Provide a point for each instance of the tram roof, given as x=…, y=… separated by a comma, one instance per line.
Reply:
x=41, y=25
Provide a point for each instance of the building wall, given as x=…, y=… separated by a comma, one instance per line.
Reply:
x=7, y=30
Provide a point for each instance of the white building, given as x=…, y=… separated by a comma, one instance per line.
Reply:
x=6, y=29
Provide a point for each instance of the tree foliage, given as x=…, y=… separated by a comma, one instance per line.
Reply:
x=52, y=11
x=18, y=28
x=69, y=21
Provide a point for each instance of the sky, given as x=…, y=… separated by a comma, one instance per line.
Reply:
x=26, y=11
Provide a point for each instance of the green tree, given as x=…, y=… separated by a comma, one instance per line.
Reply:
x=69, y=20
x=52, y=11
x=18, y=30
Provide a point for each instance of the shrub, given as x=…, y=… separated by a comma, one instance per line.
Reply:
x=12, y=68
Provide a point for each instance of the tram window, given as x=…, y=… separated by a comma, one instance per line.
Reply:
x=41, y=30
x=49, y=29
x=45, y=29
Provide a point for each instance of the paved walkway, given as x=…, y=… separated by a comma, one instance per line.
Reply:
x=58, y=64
__________________________________________________
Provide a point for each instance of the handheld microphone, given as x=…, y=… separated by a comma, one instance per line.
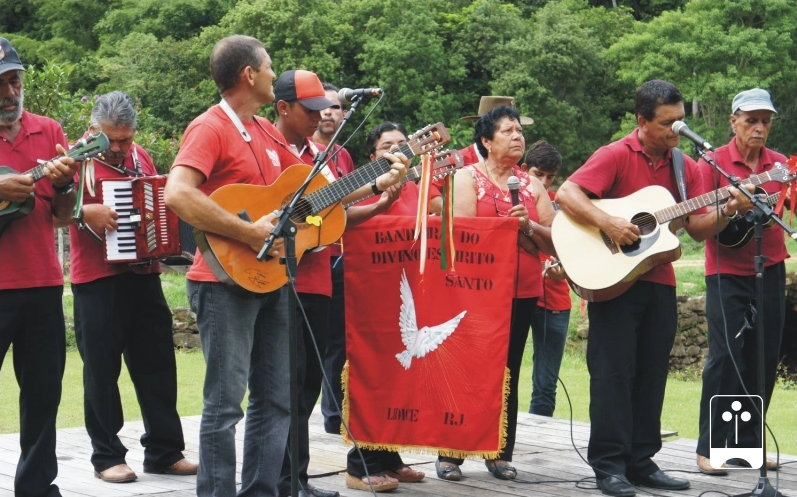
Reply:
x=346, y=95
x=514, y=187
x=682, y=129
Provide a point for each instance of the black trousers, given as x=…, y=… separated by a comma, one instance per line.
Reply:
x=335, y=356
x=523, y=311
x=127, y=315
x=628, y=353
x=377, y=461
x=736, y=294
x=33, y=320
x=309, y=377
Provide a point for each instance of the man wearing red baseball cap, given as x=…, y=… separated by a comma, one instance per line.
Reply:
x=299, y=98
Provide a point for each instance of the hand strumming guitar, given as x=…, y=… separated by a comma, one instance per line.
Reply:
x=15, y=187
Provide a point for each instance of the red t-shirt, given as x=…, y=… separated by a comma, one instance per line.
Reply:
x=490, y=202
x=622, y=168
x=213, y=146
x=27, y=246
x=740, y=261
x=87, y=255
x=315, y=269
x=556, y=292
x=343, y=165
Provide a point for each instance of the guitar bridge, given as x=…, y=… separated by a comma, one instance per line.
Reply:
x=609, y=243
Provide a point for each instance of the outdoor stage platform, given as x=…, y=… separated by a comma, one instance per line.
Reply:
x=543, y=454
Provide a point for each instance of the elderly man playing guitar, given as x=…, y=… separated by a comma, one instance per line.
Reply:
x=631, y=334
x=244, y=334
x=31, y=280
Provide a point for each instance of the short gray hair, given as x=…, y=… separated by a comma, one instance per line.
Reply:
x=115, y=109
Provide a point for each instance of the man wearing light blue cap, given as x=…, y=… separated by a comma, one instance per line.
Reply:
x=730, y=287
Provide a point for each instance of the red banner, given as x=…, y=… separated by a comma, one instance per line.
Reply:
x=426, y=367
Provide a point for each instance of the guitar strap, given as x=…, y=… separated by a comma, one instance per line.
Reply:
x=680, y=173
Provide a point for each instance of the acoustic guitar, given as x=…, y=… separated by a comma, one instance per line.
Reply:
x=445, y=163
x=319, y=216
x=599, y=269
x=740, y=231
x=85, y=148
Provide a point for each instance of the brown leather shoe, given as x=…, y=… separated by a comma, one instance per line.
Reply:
__________________________________________________
- [EXERCISE DESCRIPTION]
Could you copy each line from the listing that has the word "tree" in it?

- [SOLVED EXERCISE]
Provide a point for each instance of the tree foliage, given as x=…, y=… separated by a comma, one instance per line.
Provide a point for each instance of the green tree, given as x=…, y=… separated by a comma, one instance per line.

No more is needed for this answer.